» Data in this exercise:

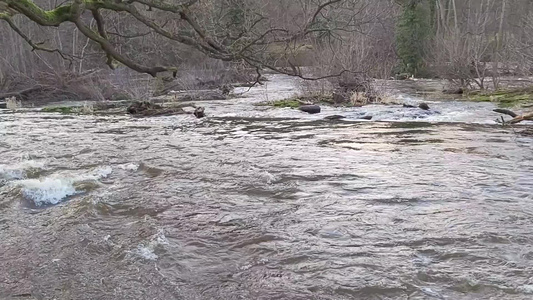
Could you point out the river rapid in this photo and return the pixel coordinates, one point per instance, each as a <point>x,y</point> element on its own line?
<point>255,202</point>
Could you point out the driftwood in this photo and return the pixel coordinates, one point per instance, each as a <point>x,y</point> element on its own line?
<point>521,118</point>
<point>506,112</point>
<point>516,118</point>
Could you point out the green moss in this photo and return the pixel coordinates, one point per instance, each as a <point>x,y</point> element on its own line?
<point>52,17</point>
<point>505,98</point>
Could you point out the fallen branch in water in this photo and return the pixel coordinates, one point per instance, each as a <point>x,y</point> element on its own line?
<point>506,112</point>
<point>516,117</point>
<point>519,119</point>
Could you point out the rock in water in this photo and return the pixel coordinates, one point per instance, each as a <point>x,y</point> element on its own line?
<point>334,117</point>
<point>423,106</point>
<point>312,109</point>
<point>457,91</point>
<point>199,112</point>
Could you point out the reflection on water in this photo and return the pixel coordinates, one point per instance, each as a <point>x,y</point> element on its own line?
<point>265,204</point>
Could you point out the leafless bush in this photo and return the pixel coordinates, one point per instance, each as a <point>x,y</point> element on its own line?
<point>12,103</point>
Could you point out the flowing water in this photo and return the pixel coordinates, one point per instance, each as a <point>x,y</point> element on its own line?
<point>262,203</point>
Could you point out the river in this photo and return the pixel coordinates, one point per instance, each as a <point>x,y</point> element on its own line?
<point>261,203</point>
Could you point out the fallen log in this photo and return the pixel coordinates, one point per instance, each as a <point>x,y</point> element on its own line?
<point>506,112</point>
<point>521,118</point>
<point>516,117</point>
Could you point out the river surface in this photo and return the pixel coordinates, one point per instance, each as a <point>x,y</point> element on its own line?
<point>262,203</point>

» Work instruction:
Reproduce exactly the line that contains "Could you point out the flowing" together with each line after it to the end of the entries; include no other lines.

» Result of the task:
Could you point out the flowing water in this photo and return the pixel coordinates, one point per instance, each as a <point>x,y</point> element on its own line?
<point>262,203</point>
Could you point out the river in this photo and return the pixel coordinates, one point per instance, each as a <point>x,y</point> element on its own line?
<point>261,203</point>
Could you point out the fallen log in this photo and return the pixel coordinates, one point per instance, each as a <point>x,y</point> element on its own line?
<point>506,112</point>
<point>521,118</point>
<point>516,117</point>
Could you point out the river surface in this photo and return the pixel coordinates, one point per instance, each as a <point>x,y</point> element on its own line?
<point>262,203</point>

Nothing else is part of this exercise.